Set down the records once more, please, exactly and with the pictures left out.
------ TASK INPUTS ------
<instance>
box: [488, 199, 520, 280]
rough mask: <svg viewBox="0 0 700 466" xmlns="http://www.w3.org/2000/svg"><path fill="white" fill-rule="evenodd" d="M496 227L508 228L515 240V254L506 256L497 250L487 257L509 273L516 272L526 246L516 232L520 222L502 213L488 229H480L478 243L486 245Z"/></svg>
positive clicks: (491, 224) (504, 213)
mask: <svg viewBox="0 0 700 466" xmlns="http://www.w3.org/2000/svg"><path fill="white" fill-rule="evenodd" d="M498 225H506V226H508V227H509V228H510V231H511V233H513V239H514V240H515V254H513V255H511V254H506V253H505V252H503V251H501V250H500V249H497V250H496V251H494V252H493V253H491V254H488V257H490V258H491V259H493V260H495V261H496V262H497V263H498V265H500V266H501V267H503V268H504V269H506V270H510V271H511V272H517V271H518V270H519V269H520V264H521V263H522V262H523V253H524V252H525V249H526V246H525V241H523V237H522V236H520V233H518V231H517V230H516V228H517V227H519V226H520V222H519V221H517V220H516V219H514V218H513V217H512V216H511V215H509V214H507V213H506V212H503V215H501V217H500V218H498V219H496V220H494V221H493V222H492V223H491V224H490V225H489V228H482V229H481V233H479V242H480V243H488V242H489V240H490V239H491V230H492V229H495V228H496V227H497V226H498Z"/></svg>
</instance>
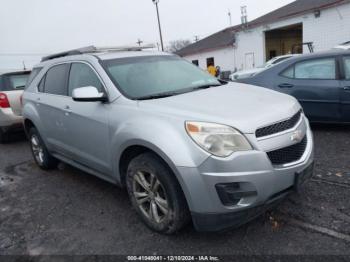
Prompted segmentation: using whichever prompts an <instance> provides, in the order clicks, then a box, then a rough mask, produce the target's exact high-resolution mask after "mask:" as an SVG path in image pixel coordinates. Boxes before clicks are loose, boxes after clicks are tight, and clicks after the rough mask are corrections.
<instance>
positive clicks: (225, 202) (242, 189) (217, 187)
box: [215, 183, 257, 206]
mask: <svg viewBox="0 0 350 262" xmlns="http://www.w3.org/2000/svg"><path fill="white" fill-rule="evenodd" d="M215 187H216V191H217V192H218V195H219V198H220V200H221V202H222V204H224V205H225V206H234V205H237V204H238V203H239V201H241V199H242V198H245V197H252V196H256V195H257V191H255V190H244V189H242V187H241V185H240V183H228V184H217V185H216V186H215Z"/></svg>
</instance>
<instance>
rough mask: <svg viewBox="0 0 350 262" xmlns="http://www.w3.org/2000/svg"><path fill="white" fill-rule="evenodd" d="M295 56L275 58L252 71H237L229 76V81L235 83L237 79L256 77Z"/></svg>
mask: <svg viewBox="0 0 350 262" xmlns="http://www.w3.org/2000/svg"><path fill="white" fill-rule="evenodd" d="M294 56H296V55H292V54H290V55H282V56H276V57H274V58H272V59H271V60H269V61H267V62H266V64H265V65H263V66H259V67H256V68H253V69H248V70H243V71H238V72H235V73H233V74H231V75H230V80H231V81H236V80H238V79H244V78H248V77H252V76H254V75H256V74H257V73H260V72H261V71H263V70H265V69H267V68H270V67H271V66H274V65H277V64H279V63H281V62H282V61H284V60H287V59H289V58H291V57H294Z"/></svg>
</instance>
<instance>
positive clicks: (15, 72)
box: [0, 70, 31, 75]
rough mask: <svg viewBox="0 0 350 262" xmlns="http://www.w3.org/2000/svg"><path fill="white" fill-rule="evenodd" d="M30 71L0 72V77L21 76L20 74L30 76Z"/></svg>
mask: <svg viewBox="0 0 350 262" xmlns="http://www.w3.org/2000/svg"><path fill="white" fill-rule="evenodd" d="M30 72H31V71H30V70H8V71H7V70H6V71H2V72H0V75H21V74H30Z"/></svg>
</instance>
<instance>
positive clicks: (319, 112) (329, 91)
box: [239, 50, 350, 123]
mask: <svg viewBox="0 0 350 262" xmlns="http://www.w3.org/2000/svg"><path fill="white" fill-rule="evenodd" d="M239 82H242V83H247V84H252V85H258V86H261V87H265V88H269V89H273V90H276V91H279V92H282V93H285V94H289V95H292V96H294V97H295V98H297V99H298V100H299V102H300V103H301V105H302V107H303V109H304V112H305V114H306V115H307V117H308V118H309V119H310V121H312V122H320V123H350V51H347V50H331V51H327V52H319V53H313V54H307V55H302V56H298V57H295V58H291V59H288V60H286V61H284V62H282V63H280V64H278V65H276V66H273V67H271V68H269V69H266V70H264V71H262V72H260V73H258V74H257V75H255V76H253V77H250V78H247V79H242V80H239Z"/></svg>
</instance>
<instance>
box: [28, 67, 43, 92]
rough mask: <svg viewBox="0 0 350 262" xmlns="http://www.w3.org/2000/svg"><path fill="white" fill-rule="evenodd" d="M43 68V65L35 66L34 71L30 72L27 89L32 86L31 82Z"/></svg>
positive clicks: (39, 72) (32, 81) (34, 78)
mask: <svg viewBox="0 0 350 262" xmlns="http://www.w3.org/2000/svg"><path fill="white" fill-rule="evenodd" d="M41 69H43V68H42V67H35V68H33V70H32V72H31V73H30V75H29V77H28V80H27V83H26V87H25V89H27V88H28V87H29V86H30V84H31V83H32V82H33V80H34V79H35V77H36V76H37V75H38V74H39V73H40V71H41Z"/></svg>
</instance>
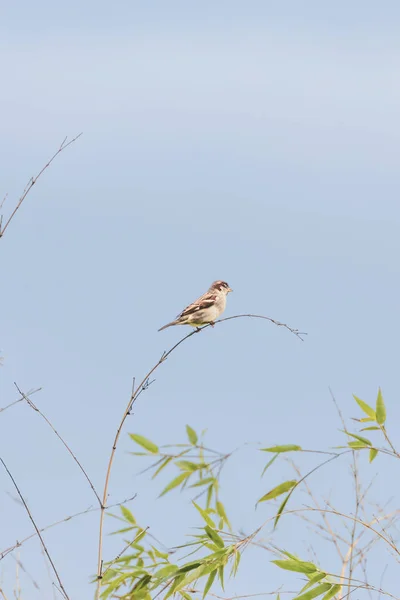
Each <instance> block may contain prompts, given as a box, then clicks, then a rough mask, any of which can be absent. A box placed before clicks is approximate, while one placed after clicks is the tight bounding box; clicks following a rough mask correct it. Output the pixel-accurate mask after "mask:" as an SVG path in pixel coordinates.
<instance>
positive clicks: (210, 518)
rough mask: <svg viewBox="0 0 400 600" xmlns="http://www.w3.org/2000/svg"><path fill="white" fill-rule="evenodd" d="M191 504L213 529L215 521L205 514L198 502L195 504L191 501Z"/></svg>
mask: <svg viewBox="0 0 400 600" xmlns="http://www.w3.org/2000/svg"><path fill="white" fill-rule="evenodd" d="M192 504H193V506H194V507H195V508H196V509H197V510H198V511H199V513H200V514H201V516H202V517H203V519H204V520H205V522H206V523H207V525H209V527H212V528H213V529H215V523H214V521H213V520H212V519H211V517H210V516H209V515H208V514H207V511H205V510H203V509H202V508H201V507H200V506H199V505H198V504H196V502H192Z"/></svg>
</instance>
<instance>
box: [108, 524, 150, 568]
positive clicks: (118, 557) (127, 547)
------
● RESPONSE AREA:
<instance>
box: [488, 199, 520, 280]
rough mask: <svg viewBox="0 0 700 466" xmlns="http://www.w3.org/2000/svg"><path fill="white" fill-rule="evenodd" d="M496 227L508 228L515 240V254L506 256L497 250L487 257L509 273L516 272L526 246L516 232L520 222L502 213L488 229H480L478 243L486 245Z"/></svg>
positive clicks: (491, 224) (504, 213)
mask: <svg viewBox="0 0 700 466" xmlns="http://www.w3.org/2000/svg"><path fill="white" fill-rule="evenodd" d="M498 225H506V226H508V227H509V228H510V231H511V233H513V239H514V240H515V254H513V255H511V254H506V253H505V252H503V251H501V250H500V249H497V250H496V251H494V252H493V253H491V254H488V257H490V258H491V259H493V260H495V261H496V262H497V263H498V265H500V266H501V267H503V268H504V269H506V270H510V271H511V272H517V271H518V270H519V269H520V264H521V263H522V262H523V253H524V252H525V249H526V246H525V241H523V237H522V236H520V233H518V231H517V230H516V228H517V227H519V226H520V222H519V221H517V220H516V219H514V218H513V217H512V216H511V215H509V214H507V213H506V212H503V215H501V217H500V218H498V219H496V220H494V221H493V222H492V223H491V224H490V225H489V228H482V229H481V233H479V242H480V243H488V242H489V240H490V239H491V230H492V229H495V228H496V227H497V226H498Z"/></svg>
</instance>
Prompted segmentation: using whichever prompts an <instance> provides, in the order clicks, then a box, then a rough mask, produce the target's exact high-resolution mask after "mask:" as an SVG path in image pixel coordinates. Boxes before clicks are loose, boxes after clicks are tight, and clicks after the rough mask are corrections.
<instance>
positive clicks: (225, 202) (242, 189) (217, 187)
box: [215, 183, 257, 206]
mask: <svg viewBox="0 0 350 262" xmlns="http://www.w3.org/2000/svg"><path fill="white" fill-rule="evenodd" d="M215 187H216V191H217V192H218V195H219V198H220V200H221V202H222V204H224V205H225V206H234V205H237V204H238V203H239V201H241V199H242V198H245V197H252V196H256V195H257V191H255V190H244V189H242V187H241V185H240V183H228V184H217V185H216V186H215Z"/></svg>
</instance>
<instance>
rough mask: <svg viewBox="0 0 350 262" xmlns="http://www.w3.org/2000/svg"><path fill="white" fill-rule="evenodd" d="M295 56L275 58L252 71H237L229 76V81L235 83L237 79L256 77Z"/></svg>
mask: <svg viewBox="0 0 350 262" xmlns="http://www.w3.org/2000/svg"><path fill="white" fill-rule="evenodd" d="M294 56H296V55H292V54H290V55H282V56H276V57H274V58H272V59H271V60H269V61H267V62H266V64H265V65H263V66H259V67H256V68H253V69H248V70H243V71H238V72H235V73H233V74H231V75H230V80H231V81H236V80H238V79H244V78H248V77H252V76H254V75H256V74H257V73H260V72H261V71H263V70H265V69H267V68H270V67H271V66H274V65H277V64H279V63H281V62H282V61H284V60H287V59H289V58H291V57H294Z"/></svg>
</instance>
<instance>
positive clicks: (15, 72)
box: [0, 70, 31, 75]
rough mask: <svg viewBox="0 0 350 262" xmlns="http://www.w3.org/2000/svg"><path fill="white" fill-rule="evenodd" d="M30 71L0 72V77L21 76L20 74L30 76Z"/></svg>
mask: <svg viewBox="0 0 350 262" xmlns="http://www.w3.org/2000/svg"><path fill="white" fill-rule="evenodd" d="M30 72H31V71H30V70H8V71H7V70H6V71H2V72H0V75H21V74H30Z"/></svg>
</instance>
<instance>
positive clicks: (319, 112) (329, 91)
box: [239, 50, 350, 123]
mask: <svg viewBox="0 0 350 262" xmlns="http://www.w3.org/2000/svg"><path fill="white" fill-rule="evenodd" d="M239 82H242V83H247V84H252V85H258V86H261V87H265V88H269V89H273V90H276V91H279V92H282V93H285V94H289V95H292V96H294V97H295V98H297V99H298V100H299V102H300V103H301V105H302V107H303V109H304V112H305V114H306V115H307V117H308V118H309V119H310V121H312V122H320V123H350V51H347V50H331V51H327V52H319V53H313V54H307V55H302V56H298V57H295V58H291V59H288V60H286V61H284V62H282V63H280V64H278V65H276V66H273V67H271V68H269V69H266V70H264V71H262V72H260V73H258V74H257V75H255V76H253V77H250V78H247V79H242V80H239Z"/></svg>
</instance>
<instance>
box: [28, 67, 43, 92]
rough mask: <svg viewBox="0 0 350 262" xmlns="http://www.w3.org/2000/svg"><path fill="white" fill-rule="evenodd" d="M43 68V65L35 66L34 71L30 72L27 89L32 86L31 82Z"/></svg>
positive clicks: (39, 72) (32, 81) (34, 78)
mask: <svg viewBox="0 0 350 262" xmlns="http://www.w3.org/2000/svg"><path fill="white" fill-rule="evenodd" d="M41 69H43V68H42V67H35V68H33V70H32V72H31V73H30V75H29V77H28V80H27V83H26V87H25V89H27V88H28V87H29V86H30V84H31V83H32V82H33V80H34V79H35V77H36V76H37V75H38V74H39V73H40V71H41Z"/></svg>
</instance>
Each <instance> block may contain prompts, given as a box, then clicks, then a rough mask, any of which can be absent. A box placed before clicks is approximate, while one placed after clicks is the tight bounding box; clicks following a rough mask correct it. Output the pixel-accurate mask after "mask:" as an SVG path in pixel coordinates.
<instance>
positive clicks: (210, 518)
rough mask: <svg viewBox="0 0 400 600" xmlns="http://www.w3.org/2000/svg"><path fill="white" fill-rule="evenodd" d="M191 504L213 529L215 521L205 514L198 502L195 504L191 501Z"/></svg>
mask: <svg viewBox="0 0 400 600" xmlns="http://www.w3.org/2000/svg"><path fill="white" fill-rule="evenodd" d="M192 504H193V506H194V507H195V508H196V509H197V510H198V511H199V513H200V514H201V516H202V517H203V519H204V520H205V522H206V523H207V525H209V527H212V528H213V529H215V523H214V521H213V520H212V519H211V517H210V516H209V515H208V514H207V511H205V510H203V509H202V508H201V507H200V506H199V505H198V504H196V502H192Z"/></svg>
</instance>
<instance>
box: [108, 524, 150, 568]
positive clicks: (118, 557) (127, 547)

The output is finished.